**** Excerpted data ****

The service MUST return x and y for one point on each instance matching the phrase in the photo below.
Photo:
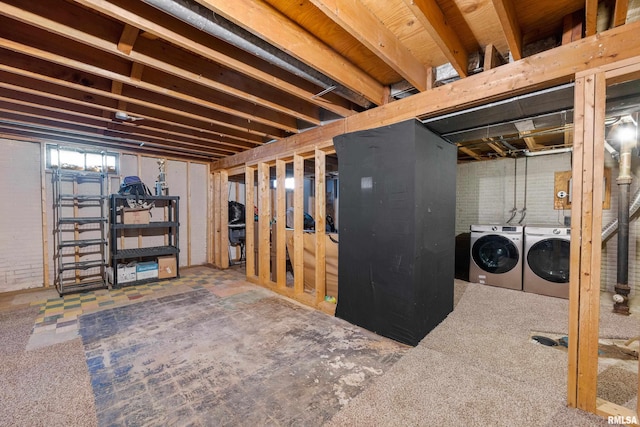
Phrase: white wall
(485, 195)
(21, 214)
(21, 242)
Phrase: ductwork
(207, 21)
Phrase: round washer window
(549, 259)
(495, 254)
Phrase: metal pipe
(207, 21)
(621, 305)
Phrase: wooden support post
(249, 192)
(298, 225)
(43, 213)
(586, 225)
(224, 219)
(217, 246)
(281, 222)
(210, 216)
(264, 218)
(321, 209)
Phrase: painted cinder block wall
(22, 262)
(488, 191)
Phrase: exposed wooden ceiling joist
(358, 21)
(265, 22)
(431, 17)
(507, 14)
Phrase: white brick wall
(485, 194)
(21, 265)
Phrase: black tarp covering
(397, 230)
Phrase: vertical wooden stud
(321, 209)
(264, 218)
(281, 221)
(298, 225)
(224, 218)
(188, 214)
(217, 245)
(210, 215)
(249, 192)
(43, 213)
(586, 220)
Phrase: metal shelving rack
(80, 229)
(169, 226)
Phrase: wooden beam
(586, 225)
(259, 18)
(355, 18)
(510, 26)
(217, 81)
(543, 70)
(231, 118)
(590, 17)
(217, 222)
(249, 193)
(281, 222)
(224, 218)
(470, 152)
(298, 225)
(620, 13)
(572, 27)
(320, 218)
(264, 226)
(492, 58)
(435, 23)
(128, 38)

****

- [The problem]: To complete the exercise, return the listing above exactly and omit its pictures.

- [Finished task]:
The service MUST return x and y for one point on each instance matching the phrase in the photo below.
Photo:
Phrase: white wall
(485, 195)
(21, 214)
(21, 242)
Phrase: ductwork
(207, 21)
Phrase: round washer window
(549, 259)
(495, 254)
Phrase: metal pipe
(207, 21)
(621, 305)
Phrase: wooden support post
(249, 192)
(298, 225)
(43, 213)
(586, 225)
(224, 219)
(217, 246)
(281, 222)
(210, 216)
(264, 218)
(321, 209)
Phrase: painted cinder block wall
(22, 262)
(488, 191)
Phrase: exposed wooden ceiling joist
(358, 21)
(265, 22)
(431, 17)
(507, 14)
Phrase: white brick wall
(485, 194)
(21, 265)
Phrase: black tarp covering
(397, 230)
Phrase: vertical wooden stud
(321, 209)
(264, 218)
(281, 221)
(298, 225)
(224, 218)
(188, 214)
(217, 245)
(210, 215)
(249, 192)
(43, 213)
(586, 220)
Phrase: metal shelving rack
(80, 229)
(169, 226)
Phrase: wooden beam
(586, 225)
(259, 18)
(355, 18)
(510, 26)
(217, 81)
(543, 70)
(231, 118)
(590, 17)
(217, 222)
(249, 193)
(281, 222)
(224, 218)
(470, 152)
(298, 225)
(620, 13)
(572, 27)
(320, 218)
(264, 226)
(492, 58)
(435, 23)
(128, 38)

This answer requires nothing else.